WRITTEN TASK
State how many rows below contain the string "front", matching case exactly, and reply with only that number.

PROVIDED DATA
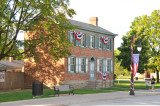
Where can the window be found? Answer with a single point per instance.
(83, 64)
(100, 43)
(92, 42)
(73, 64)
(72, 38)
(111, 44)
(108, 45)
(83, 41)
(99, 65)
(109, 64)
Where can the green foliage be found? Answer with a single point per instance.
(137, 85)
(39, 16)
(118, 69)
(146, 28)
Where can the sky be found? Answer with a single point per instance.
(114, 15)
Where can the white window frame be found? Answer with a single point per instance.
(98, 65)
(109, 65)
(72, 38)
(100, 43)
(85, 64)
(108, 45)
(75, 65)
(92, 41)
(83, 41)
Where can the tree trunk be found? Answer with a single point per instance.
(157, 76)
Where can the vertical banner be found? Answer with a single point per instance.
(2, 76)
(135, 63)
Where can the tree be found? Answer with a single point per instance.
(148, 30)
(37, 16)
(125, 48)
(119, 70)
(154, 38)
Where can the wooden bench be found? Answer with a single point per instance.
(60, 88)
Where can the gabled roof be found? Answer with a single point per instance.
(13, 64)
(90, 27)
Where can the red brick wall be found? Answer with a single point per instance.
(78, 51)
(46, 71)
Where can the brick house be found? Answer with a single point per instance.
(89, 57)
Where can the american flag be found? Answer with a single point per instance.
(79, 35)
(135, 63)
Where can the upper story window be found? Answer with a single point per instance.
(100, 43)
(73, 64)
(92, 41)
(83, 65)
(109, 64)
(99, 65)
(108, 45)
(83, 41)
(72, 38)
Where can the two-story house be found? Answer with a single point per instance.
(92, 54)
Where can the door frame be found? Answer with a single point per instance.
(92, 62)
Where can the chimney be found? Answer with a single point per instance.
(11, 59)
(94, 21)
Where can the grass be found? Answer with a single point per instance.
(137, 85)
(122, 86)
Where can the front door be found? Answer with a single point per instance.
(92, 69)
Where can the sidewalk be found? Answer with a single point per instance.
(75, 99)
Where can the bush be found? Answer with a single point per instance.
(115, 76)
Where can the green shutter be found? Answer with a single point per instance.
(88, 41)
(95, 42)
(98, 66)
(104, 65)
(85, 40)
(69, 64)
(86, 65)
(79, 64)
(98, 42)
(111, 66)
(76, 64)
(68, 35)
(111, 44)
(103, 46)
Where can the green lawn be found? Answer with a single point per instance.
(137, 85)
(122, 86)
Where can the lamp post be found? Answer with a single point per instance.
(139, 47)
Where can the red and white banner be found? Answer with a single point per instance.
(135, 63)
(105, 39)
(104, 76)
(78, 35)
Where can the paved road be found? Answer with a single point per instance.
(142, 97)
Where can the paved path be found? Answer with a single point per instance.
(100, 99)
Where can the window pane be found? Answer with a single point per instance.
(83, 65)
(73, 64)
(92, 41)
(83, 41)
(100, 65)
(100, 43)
* * *
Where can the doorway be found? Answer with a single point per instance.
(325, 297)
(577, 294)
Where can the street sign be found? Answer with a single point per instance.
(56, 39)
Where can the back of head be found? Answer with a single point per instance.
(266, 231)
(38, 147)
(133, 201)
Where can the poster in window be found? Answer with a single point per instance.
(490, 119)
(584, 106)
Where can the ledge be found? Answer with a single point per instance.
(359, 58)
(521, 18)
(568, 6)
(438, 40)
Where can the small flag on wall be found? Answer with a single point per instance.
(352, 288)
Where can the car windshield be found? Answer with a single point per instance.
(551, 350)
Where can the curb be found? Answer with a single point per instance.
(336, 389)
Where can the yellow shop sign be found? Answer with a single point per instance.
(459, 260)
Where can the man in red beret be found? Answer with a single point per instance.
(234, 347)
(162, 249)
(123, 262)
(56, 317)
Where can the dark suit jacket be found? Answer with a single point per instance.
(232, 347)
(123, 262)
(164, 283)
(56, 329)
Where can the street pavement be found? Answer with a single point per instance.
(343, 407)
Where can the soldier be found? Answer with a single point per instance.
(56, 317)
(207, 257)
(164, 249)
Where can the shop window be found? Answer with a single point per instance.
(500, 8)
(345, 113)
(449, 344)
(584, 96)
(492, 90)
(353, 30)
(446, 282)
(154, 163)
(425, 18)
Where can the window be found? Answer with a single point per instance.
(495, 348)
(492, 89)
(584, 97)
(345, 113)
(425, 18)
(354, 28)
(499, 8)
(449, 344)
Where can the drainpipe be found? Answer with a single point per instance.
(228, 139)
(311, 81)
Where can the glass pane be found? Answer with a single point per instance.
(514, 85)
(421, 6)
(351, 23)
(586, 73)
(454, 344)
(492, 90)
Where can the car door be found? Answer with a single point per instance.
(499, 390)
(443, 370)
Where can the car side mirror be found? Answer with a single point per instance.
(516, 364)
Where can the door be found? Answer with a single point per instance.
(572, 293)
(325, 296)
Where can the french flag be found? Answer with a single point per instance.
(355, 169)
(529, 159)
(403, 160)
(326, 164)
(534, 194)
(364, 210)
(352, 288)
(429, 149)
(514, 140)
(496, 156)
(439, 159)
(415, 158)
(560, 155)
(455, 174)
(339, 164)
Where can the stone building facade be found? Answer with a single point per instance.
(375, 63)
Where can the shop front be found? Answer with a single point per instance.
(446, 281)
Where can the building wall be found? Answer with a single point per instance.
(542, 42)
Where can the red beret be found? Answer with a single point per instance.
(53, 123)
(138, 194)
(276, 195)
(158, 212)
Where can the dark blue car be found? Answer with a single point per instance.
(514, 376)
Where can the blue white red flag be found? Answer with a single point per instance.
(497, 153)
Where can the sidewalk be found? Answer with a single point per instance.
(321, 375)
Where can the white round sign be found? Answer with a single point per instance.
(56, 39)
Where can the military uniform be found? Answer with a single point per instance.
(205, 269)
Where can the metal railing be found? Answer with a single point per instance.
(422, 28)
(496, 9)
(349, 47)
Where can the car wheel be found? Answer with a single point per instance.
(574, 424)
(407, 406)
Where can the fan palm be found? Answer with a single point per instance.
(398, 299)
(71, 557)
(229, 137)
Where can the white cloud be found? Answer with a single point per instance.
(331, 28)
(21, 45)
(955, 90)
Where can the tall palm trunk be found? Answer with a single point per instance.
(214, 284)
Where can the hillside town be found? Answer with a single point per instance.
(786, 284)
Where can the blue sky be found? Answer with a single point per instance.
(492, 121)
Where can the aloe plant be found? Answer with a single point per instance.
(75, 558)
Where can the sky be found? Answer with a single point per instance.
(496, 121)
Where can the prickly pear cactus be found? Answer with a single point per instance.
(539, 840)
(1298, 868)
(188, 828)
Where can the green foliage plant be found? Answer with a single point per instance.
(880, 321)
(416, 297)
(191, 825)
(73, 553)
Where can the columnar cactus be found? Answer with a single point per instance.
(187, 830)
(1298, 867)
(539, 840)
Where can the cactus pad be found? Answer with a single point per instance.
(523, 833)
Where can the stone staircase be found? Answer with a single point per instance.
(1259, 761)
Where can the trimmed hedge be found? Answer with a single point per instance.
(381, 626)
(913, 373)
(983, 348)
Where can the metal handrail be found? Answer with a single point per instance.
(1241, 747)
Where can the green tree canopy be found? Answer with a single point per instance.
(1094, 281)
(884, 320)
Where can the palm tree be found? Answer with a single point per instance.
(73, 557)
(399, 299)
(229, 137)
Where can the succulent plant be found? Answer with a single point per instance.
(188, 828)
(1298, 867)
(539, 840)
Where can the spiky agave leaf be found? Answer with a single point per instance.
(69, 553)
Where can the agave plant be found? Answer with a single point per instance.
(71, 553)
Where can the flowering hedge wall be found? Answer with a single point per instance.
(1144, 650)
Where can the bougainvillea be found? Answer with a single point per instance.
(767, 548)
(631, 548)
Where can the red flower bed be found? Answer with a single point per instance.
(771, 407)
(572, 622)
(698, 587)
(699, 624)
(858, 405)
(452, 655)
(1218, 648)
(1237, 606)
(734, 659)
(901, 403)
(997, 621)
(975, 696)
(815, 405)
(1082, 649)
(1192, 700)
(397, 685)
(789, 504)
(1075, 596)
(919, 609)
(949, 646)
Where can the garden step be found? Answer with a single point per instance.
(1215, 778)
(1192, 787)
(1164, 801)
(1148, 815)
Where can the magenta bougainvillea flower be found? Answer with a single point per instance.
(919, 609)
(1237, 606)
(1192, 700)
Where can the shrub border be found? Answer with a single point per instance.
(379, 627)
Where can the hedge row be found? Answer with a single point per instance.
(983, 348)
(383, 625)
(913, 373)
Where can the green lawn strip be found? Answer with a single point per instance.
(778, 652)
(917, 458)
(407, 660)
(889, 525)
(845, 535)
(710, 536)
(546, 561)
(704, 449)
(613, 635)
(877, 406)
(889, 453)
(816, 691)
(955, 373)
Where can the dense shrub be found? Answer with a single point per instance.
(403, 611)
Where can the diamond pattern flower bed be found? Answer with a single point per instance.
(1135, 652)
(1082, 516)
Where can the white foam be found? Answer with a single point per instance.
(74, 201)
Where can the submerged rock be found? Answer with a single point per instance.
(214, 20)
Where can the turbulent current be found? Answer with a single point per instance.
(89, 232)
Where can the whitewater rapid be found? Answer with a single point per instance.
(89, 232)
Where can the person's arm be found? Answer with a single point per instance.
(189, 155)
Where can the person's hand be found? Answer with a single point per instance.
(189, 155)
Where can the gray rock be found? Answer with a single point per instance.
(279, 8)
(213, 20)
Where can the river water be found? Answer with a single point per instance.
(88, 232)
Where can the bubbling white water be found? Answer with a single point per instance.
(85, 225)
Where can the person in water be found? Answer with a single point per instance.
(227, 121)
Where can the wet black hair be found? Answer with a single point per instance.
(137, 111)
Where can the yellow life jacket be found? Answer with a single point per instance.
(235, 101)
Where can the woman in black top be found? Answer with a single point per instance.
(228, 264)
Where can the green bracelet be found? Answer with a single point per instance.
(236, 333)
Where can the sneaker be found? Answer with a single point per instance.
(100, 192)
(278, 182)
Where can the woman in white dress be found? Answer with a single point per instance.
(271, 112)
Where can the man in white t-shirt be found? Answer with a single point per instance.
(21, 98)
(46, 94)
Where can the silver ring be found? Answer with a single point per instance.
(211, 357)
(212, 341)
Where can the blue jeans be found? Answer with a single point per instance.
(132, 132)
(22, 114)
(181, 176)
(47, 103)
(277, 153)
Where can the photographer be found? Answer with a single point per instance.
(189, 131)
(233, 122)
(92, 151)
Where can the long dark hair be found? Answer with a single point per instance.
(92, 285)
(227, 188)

EXERCISE SOLUTION
2